Tuesday, 11 November 2003

Life Lesson: The Wristwatch Concept of Life

When a doctor tells people that they have a terminal illness, their feelings about time become intense. Suddenly they fear there’s not enough of it. Here’s another of life’s contradictions: moving from abstract to real, you see your time as limited for the first time. But does any doctor really know when someone has six month? No matter what we know about the average length of survival, you cannot know when you will die. You have to grapple with the reality of not knowing. Sometimes the lesson becomes clear. Standing at the edge of life, you want to know how much time you have left, but you realize that you have never known. In looking at the lives and deaths of others we often say that people died before their time. We feel their lives were incomplete, but there are only two requirements for a complete life: birth and death. In fact, we rarely pronounce a life complete unless the person lived to be ninety-five years old and had a great life. Otherwise, we proclaim the death premature.

DATASET CONTENT:
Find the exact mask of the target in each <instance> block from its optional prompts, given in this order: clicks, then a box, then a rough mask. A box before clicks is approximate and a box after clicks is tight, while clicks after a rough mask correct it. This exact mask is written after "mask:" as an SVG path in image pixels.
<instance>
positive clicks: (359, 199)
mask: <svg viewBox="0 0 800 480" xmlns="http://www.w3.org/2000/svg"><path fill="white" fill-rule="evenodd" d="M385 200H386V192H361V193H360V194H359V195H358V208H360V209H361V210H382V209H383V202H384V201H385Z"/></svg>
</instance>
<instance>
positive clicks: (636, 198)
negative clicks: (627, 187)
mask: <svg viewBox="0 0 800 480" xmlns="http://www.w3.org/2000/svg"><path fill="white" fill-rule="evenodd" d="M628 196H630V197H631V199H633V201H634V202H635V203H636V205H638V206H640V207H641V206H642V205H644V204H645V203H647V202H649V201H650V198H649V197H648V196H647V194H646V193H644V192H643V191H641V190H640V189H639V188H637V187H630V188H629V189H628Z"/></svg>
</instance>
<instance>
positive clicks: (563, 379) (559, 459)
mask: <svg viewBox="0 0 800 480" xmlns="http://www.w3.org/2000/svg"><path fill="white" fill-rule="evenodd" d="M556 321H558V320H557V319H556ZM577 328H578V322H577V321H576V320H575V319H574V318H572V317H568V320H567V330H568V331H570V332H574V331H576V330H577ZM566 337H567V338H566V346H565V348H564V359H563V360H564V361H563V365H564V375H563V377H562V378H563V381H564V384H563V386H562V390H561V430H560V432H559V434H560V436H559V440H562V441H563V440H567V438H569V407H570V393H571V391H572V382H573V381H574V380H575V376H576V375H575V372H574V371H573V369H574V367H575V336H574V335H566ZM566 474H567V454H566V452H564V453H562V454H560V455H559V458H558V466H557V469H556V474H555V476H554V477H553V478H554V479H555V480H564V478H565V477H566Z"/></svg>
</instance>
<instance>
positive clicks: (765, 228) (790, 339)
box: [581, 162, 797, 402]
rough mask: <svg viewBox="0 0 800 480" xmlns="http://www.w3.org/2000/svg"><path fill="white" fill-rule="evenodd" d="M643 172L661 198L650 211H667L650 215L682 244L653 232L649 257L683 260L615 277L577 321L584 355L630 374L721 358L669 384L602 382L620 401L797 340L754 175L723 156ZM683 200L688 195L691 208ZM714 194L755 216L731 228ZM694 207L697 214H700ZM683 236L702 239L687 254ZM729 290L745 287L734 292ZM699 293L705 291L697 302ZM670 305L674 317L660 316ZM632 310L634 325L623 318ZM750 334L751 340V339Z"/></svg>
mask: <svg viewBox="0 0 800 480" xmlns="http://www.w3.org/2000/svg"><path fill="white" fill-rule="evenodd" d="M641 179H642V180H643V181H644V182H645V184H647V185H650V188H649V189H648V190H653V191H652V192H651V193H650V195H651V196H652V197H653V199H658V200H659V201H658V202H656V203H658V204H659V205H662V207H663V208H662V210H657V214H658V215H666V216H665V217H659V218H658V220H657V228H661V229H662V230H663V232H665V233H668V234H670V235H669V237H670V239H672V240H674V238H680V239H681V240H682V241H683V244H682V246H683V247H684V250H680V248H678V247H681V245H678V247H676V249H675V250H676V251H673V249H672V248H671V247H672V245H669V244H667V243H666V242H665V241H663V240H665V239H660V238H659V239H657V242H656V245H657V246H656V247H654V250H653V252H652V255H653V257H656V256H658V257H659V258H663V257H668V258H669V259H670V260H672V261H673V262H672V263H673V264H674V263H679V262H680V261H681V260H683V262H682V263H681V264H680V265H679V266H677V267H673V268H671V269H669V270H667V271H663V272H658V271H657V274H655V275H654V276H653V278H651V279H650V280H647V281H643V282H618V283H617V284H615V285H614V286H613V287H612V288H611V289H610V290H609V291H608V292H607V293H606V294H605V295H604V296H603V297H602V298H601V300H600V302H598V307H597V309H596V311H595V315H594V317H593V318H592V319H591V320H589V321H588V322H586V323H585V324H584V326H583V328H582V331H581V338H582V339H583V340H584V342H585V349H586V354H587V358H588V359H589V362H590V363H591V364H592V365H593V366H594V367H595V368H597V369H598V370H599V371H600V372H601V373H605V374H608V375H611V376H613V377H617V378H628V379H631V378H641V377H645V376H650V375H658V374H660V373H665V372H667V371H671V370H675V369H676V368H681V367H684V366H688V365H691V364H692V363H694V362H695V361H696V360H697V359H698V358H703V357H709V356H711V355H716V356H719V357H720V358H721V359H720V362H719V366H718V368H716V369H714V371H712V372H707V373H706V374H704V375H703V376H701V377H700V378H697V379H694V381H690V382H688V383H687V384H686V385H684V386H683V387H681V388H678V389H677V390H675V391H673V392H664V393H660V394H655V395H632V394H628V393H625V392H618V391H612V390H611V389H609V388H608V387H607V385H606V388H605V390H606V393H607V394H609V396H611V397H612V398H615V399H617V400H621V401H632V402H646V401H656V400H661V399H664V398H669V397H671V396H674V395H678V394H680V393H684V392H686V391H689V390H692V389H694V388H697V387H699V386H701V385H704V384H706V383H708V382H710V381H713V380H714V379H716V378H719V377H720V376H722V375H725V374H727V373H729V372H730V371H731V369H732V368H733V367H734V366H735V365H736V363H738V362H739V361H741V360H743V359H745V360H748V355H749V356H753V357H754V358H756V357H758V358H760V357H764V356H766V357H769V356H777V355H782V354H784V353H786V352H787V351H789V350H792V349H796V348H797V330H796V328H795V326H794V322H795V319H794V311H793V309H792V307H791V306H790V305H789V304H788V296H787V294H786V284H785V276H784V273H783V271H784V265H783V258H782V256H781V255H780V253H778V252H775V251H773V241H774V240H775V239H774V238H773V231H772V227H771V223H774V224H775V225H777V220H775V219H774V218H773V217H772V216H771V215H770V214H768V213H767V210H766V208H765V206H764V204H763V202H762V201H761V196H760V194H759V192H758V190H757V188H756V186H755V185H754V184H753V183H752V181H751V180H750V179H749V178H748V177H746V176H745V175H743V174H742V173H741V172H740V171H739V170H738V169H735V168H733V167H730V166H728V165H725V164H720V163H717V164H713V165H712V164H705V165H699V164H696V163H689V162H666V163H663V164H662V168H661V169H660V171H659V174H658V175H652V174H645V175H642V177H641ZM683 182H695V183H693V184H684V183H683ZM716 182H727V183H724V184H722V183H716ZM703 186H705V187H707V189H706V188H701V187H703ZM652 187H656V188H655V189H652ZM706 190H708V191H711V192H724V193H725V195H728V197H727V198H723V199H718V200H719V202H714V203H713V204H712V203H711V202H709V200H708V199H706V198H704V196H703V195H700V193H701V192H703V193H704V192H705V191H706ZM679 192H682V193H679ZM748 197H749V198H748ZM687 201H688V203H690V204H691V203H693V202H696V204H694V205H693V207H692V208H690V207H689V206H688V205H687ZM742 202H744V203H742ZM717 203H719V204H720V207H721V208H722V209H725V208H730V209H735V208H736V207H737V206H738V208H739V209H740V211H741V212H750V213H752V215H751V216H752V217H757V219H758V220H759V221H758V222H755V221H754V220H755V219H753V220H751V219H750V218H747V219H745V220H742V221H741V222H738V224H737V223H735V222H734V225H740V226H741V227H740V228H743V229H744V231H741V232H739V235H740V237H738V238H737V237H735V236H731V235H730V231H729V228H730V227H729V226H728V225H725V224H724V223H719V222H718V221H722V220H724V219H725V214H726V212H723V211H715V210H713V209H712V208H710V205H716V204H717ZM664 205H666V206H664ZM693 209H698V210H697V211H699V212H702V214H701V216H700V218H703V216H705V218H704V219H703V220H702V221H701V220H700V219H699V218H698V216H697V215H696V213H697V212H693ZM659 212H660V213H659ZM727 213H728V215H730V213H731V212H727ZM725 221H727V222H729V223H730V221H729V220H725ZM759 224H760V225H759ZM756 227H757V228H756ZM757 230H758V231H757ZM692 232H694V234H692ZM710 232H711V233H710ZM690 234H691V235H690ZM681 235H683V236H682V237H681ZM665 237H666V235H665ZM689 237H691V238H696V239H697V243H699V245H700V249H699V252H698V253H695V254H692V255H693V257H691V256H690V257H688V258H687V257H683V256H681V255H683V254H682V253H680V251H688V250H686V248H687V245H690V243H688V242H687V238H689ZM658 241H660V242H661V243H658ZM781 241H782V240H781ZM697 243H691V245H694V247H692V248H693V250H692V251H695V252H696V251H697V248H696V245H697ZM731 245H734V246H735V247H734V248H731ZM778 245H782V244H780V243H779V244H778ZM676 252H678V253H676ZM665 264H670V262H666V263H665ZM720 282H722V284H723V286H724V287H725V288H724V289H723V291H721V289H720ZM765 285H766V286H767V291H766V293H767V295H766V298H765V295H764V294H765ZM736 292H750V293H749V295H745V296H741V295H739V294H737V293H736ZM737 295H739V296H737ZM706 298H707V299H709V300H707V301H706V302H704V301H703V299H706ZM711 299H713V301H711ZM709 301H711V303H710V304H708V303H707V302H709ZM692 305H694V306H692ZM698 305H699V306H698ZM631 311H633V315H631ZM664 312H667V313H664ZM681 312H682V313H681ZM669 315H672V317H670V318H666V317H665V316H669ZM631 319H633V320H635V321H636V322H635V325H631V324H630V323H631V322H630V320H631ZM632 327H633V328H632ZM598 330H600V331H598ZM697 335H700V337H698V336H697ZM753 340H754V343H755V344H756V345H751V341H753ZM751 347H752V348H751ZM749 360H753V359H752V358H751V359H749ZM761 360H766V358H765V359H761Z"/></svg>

YOUR GOAL:
Condense the paragraph in the life lesson text that begins "When a doctor tells people" into a shorter version that keeps its main points.

WRITTEN REPLY:
A terminal diagnosis makes people intensely aware of time and afraid they lack enough of it. For the first time, their limited time feels real rather than abstract. Yet no doctor can truly know when someone will die, whatever the average survival figures say, so people must face not knowing. At the edge of life, they want to know how much time remains and realize they never knew. We often say others died before their time and call their lives incomplete, but a complete life requires only birth and death. Unless someone lived to about ninety-five and had a great life, we tend to call the death premature.